Nickle and dime. Rinse and repeat.

Finally my American friend Gautam kindly flies in to see me from Los Angeles in his private plane. He is a VIP at the Cosmopolitan Hotel, he gets the comp'd room and the VIP host. He's not what you would call a whale, hell not even a dolphin, but still these are $5 K chips he's tossing onto the tables.

You get the picture.

He decides he wants to go to "Milos" restaurant so that's where we go for dinner. The headwaiter saunters over, "Call me the Captain!" He is beaming with misplaced fervour. It will be short lived.

He goes on, "As you can see, we have an assortment of fresh fish all at market price."

He is quickly interrupted by my friend - a self made Internet millionaire who is not used to nonsense. "Could you please just bring me a cheeseburger?"

The Captain is stunned.

"No Sir, we don't do cheeseburgers." He is disgusted with the request.

"I know that, I am asking you to get me one from another restaurant in the hotel."

# Short task A
Retype the records from the line containing "Objective | Detect the green metal" up to and including the final line of the records.

# Data provided

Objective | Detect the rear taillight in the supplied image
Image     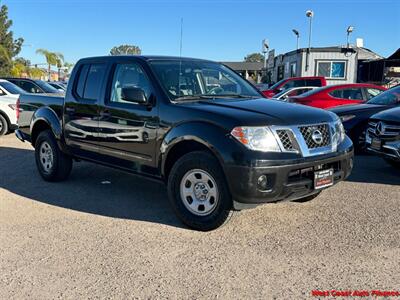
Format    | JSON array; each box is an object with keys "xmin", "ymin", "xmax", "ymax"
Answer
[{"xmin": 15, "ymin": 98, "xmax": 19, "ymax": 122}]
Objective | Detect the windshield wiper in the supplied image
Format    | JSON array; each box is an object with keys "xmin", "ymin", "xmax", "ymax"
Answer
[
  {"xmin": 206, "ymin": 94, "xmax": 259, "ymax": 98},
  {"xmin": 175, "ymin": 94, "xmax": 259, "ymax": 101},
  {"xmin": 174, "ymin": 95, "xmax": 215, "ymax": 101}
]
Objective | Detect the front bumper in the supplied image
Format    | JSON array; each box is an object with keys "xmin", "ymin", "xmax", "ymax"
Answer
[
  {"xmin": 366, "ymin": 135, "xmax": 400, "ymax": 161},
  {"xmin": 226, "ymin": 142, "xmax": 354, "ymax": 209}
]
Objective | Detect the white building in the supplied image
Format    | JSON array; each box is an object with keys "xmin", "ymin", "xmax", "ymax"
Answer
[{"xmin": 267, "ymin": 46, "xmax": 382, "ymax": 84}]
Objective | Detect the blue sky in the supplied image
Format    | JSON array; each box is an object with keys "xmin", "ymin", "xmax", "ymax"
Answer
[{"xmin": 1, "ymin": 0, "xmax": 400, "ymax": 63}]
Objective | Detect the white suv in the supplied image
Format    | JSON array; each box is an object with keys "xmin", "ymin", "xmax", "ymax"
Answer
[{"xmin": 0, "ymin": 79, "xmax": 26, "ymax": 136}]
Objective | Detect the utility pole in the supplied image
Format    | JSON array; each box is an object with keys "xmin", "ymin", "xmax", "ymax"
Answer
[
  {"xmin": 292, "ymin": 29, "xmax": 300, "ymax": 50},
  {"xmin": 306, "ymin": 10, "xmax": 314, "ymax": 71}
]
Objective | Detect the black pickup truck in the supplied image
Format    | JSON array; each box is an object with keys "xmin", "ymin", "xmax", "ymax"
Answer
[{"xmin": 16, "ymin": 56, "xmax": 353, "ymax": 230}]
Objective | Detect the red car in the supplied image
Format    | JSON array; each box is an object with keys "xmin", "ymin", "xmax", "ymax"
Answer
[
  {"xmin": 288, "ymin": 83, "xmax": 386, "ymax": 108},
  {"xmin": 261, "ymin": 76, "xmax": 326, "ymax": 98}
]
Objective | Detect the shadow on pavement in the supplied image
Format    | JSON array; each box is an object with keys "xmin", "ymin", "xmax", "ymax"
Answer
[
  {"xmin": 0, "ymin": 147, "xmax": 186, "ymax": 228},
  {"xmin": 347, "ymin": 154, "xmax": 400, "ymax": 185}
]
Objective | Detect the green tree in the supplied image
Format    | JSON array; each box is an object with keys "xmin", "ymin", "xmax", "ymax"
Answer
[
  {"xmin": 0, "ymin": 5, "xmax": 24, "ymax": 76},
  {"xmin": 64, "ymin": 62, "xmax": 74, "ymax": 75},
  {"xmin": 10, "ymin": 57, "xmax": 31, "ymax": 77},
  {"xmin": 36, "ymin": 49, "xmax": 64, "ymax": 80},
  {"xmin": 29, "ymin": 68, "xmax": 44, "ymax": 79},
  {"xmin": 110, "ymin": 45, "xmax": 142, "ymax": 55},
  {"xmin": 244, "ymin": 53, "xmax": 264, "ymax": 62},
  {"xmin": 10, "ymin": 62, "xmax": 28, "ymax": 77}
]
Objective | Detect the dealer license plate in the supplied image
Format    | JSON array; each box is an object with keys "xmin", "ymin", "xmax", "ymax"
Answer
[
  {"xmin": 371, "ymin": 138, "xmax": 382, "ymax": 150},
  {"xmin": 314, "ymin": 169, "xmax": 333, "ymax": 190}
]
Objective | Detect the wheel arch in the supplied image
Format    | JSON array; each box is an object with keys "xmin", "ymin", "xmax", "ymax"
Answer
[
  {"xmin": 159, "ymin": 122, "xmax": 231, "ymax": 180},
  {"xmin": 30, "ymin": 107, "xmax": 62, "ymax": 146},
  {"xmin": 0, "ymin": 109, "xmax": 11, "ymax": 129}
]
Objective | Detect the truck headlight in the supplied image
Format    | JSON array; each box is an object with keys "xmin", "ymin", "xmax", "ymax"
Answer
[
  {"xmin": 332, "ymin": 119, "xmax": 346, "ymax": 148},
  {"xmin": 231, "ymin": 127, "xmax": 281, "ymax": 152},
  {"xmin": 340, "ymin": 115, "xmax": 355, "ymax": 123}
]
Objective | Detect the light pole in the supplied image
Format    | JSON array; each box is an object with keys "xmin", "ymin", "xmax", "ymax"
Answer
[
  {"xmin": 261, "ymin": 39, "xmax": 269, "ymax": 82},
  {"xmin": 292, "ymin": 29, "xmax": 300, "ymax": 50},
  {"xmin": 306, "ymin": 10, "xmax": 314, "ymax": 71},
  {"xmin": 347, "ymin": 25, "xmax": 354, "ymax": 48}
]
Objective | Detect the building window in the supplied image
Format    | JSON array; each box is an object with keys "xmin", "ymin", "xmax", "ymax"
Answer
[
  {"xmin": 278, "ymin": 66, "xmax": 285, "ymax": 81},
  {"xmin": 317, "ymin": 61, "xmax": 346, "ymax": 79},
  {"xmin": 290, "ymin": 63, "xmax": 296, "ymax": 77}
]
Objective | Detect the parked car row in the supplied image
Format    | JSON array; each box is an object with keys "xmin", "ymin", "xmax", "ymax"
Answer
[
  {"xmin": 0, "ymin": 79, "xmax": 25, "ymax": 136},
  {"xmin": 0, "ymin": 78, "xmax": 66, "ymax": 136},
  {"xmin": 330, "ymin": 86, "xmax": 400, "ymax": 152}
]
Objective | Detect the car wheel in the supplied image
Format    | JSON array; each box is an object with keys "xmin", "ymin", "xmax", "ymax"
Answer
[
  {"xmin": 293, "ymin": 192, "xmax": 321, "ymax": 203},
  {"xmin": 35, "ymin": 130, "xmax": 72, "ymax": 181},
  {"xmin": 168, "ymin": 151, "xmax": 233, "ymax": 231},
  {"xmin": 0, "ymin": 115, "xmax": 8, "ymax": 136},
  {"xmin": 384, "ymin": 158, "xmax": 400, "ymax": 168}
]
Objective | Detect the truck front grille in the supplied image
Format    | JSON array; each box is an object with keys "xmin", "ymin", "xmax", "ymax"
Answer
[
  {"xmin": 276, "ymin": 130, "xmax": 295, "ymax": 151},
  {"xmin": 299, "ymin": 124, "xmax": 331, "ymax": 149}
]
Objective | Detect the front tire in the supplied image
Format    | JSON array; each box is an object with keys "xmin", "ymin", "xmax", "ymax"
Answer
[
  {"xmin": 35, "ymin": 130, "xmax": 72, "ymax": 181},
  {"xmin": 168, "ymin": 151, "xmax": 233, "ymax": 231},
  {"xmin": 0, "ymin": 115, "xmax": 8, "ymax": 136}
]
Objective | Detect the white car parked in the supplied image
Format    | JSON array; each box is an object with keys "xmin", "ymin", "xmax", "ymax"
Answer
[{"xmin": 0, "ymin": 79, "xmax": 26, "ymax": 136}]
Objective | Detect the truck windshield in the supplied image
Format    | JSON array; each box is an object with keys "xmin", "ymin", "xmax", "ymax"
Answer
[
  {"xmin": 36, "ymin": 80, "xmax": 60, "ymax": 94},
  {"xmin": 367, "ymin": 86, "xmax": 400, "ymax": 105},
  {"xmin": 150, "ymin": 59, "xmax": 261, "ymax": 101},
  {"xmin": 0, "ymin": 81, "xmax": 26, "ymax": 95}
]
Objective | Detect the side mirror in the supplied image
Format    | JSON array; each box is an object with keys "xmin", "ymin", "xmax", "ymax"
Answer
[{"xmin": 121, "ymin": 87, "xmax": 147, "ymax": 104}]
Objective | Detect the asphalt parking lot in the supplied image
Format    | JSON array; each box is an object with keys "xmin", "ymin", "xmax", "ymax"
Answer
[{"xmin": 0, "ymin": 135, "xmax": 400, "ymax": 299}]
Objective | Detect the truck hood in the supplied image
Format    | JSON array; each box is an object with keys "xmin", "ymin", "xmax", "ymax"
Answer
[
  {"xmin": 371, "ymin": 107, "xmax": 400, "ymax": 124},
  {"xmin": 181, "ymin": 98, "xmax": 337, "ymax": 126},
  {"xmin": 328, "ymin": 104, "xmax": 385, "ymax": 116}
]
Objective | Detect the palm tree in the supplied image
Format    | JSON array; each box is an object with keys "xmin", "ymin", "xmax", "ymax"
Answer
[
  {"xmin": 55, "ymin": 52, "xmax": 64, "ymax": 80},
  {"xmin": 64, "ymin": 62, "xmax": 74, "ymax": 75},
  {"xmin": 36, "ymin": 49, "xmax": 60, "ymax": 80}
]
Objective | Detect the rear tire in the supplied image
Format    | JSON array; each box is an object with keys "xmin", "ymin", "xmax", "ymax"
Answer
[
  {"xmin": 384, "ymin": 158, "xmax": 400, "ymax": 169},
  {"xmin": 0, "ymin": 115, "xmax": 8, "ymax": 136},
  {"xmin": 35, "ymin": 130, "xmax": 72, "ymax": 181},
  {"xmin": 168, "ymin": 151, "xmax": 233, "ymax": 231}
]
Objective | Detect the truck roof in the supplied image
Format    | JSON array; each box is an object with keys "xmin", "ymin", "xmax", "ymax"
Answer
[{"xmin": 79, "ymin": 55, "xmax": 213, "ymax": 62}]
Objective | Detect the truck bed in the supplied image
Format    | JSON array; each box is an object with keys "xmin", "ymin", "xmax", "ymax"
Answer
[{"xmin": 18, "ymin": 94, "xmax": 64, "ymax": 137}]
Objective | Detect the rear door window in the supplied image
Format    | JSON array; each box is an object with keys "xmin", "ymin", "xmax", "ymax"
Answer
[
  {"xmin": 20, "ymin": 81, "xmax": 43, "ymax": 94},
  {"xmin": 365, "ymin": 88, "xmax": 383, "ymax": 99},
  {"xmin": 75, "ymin": 64, "xmax": 106, "ymax": 100},
  {"xmin": 329, "ymin": 88, "xmax": 364, "ymax": 100},
  {"xmin": 282, "ymin": 79, "xmax": 304, "ymax": 90},
  {"xmin": 305, "ymin": 79, "xmax": 322, "ymax": 86}
]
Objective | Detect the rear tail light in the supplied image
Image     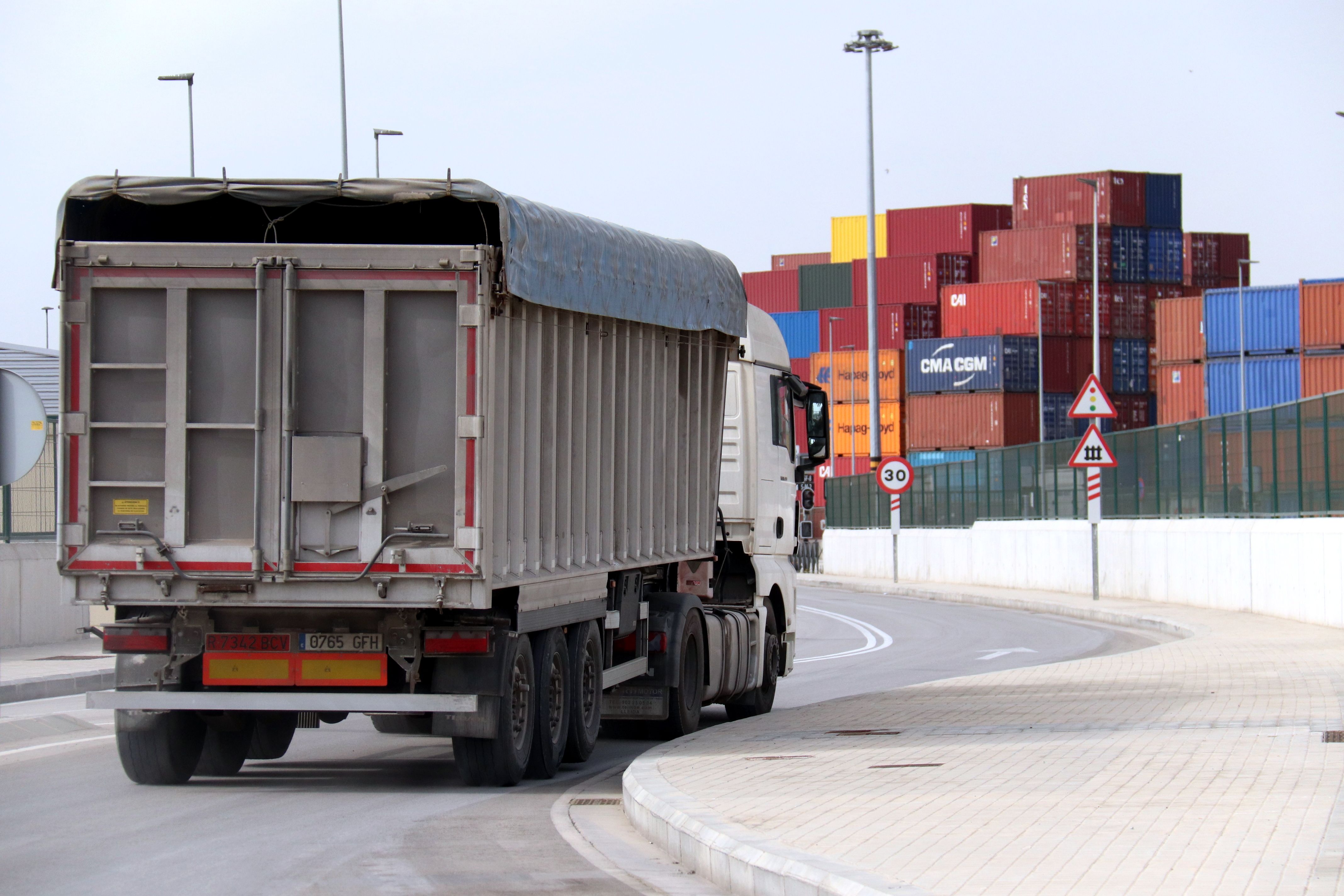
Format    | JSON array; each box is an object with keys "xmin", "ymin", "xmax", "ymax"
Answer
[
  {"xmin": 102, "ymin": 626, "xmax": 168, "ymax": 653},
  {"xmin": 425, "ymin": 629, "xmax": 490, "ymax": 655}
]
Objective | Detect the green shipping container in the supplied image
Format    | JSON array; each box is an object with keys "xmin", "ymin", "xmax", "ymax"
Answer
[{"xmin": 798, "ymin": 262, "xmax": 854, "ymax": 312}]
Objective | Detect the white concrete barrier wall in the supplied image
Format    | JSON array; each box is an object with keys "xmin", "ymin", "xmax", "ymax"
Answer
[
  {"xmin": 0, "ymin": 541, "xmax": 89, "ymax": 648},
  {"xmin": 821, "ymin": 519, "xmax": 1344, "ymax": 627}
]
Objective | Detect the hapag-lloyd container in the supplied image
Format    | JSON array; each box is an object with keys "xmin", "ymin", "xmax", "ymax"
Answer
[
  {"xmin": 1298, "ymin": 279, "xmax": 1344, "ymax": 352},
  {"xmin": 906, "ymin": 336, "xmax": 1039, "ymax": 395},
  {"xmin": 1153, "ymin": 364, "xmax": 1208, "ymax": 426},
  {"xmin": 1204, "ymin": 355, "xmax": 1302, "ymax": 416},
  {"xmin": 742, "ymin": 269, "xmax": 798, "ymax": 314},
  {"xmin": 1156, "ymin": 296, "xmax": 1204, "ymax": 364},
  {"xmin": 1204, "ymin": 283, "xmax": 1302, "ymax": 360},
  {"xmin": 887, "ymin": 203, "xmax": 1012, "ymax": 255},
  {"xmin": 906, "ymin": 392, "xmax": 1039, "ymax": 451},
  {"xmin": 938, "ymin": 279, "xmax": 1075, "ymax": 336},
  {"xmin": 1012, "ymin": 170, "xmax": 1146, "ymax": 230}
]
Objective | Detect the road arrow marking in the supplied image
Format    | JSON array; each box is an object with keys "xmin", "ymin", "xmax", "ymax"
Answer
[{"xmin": 980, "ymin": 648, "xmax": 1036, "ymax": 659}]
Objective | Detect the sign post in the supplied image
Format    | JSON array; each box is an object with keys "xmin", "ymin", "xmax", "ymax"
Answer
[
  {"xmin": 878, "ymin": 457, "xmax": 914, "ymax": 582},
  {"xmin": 1068, "ymin": 373, "xmax": 1117, "ymax": 600}
]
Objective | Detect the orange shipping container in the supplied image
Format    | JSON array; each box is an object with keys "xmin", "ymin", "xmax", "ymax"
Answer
[
  {"xmin": 1302, "ymin": 355, "xmax": 1344, "ymax": 398},
  {"xmin": 1155, "ymin": 296, "xmax": 1204, "ymax": 364},
  {"xmin": 1153, "ymin": 360, "xmax": 1208, "ymax": 426},
  {"xmin": 1298, "ymin": 279, "xmax": 1344, "ymax": 352},
  {"xmin": 812, "ymin": 348, "xmax": 906, "ymax": 404},
  {"xmin": 831, "ymin": 402, "xmax": 900, "ymax": 458}
]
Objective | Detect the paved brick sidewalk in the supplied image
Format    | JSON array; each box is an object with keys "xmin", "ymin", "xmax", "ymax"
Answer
[{"xmin": 626, "ymin": 576, "xmax": 1344, "ymax": 896}]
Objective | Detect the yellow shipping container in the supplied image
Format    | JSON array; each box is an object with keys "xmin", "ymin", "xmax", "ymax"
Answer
[
  {"xmin": 812, "ymin": 348, "xmax": 906, "ymax": 404},
  {"xmin": 831, "ymin": 214, "xmax": 887, "ymax": 264},
  {"xmin": 831, "ymin": 402, "xmax": 902, "ymax": 458}
]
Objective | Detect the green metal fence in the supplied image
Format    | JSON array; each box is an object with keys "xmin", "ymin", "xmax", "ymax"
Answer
[{"xmin": 826, "ymin": 392, "xmax": 1344, "ymax": 529}]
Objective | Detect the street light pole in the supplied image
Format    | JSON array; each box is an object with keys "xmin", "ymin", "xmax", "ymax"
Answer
[
  {"xmin": 159, "ymin": 71, "xmax": 196, "ymax": 177},
  {"xmin": 844, "ymin": 28, "xmax": 896, "ymax": 470}
]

# Short task B
In the Milos restaurant passage, rewrite the paragraph beginning "Finally my American friend Gautam" more briefly, keeping its main facts.

# Expected answer A
Objective | Detect the green metal fence in the supplied image
Format    | JSON array; each box is an object with keys "xmin", "ymin", "xmax", "ymax"
Answer
[{"xmin": 826, "ymin": 392, "xmax": 1344, "ymax": 529}]
Objective | Detect the street light pole in the supplied image
Format    | JSON array; each box is an object with keys "xmin", "ymin", "xmax", "ymax"
Answer
[
  {"xmin": 159, "ymin": 71, "xmax": 196, "ymax": 177},
  {"xmin": 844, "ymin": 28, "xmax": 896, "ymax": 470}
]

# Expected answer B
Gautam, an American friend, finally flies in from Los Angeles on his private plane. He is a VIP at the Cosmopolitan Hotel, with a comped room and a VIP host. He is no whale, not even a dolphin, yet he still tosses $5K chips onto the tables.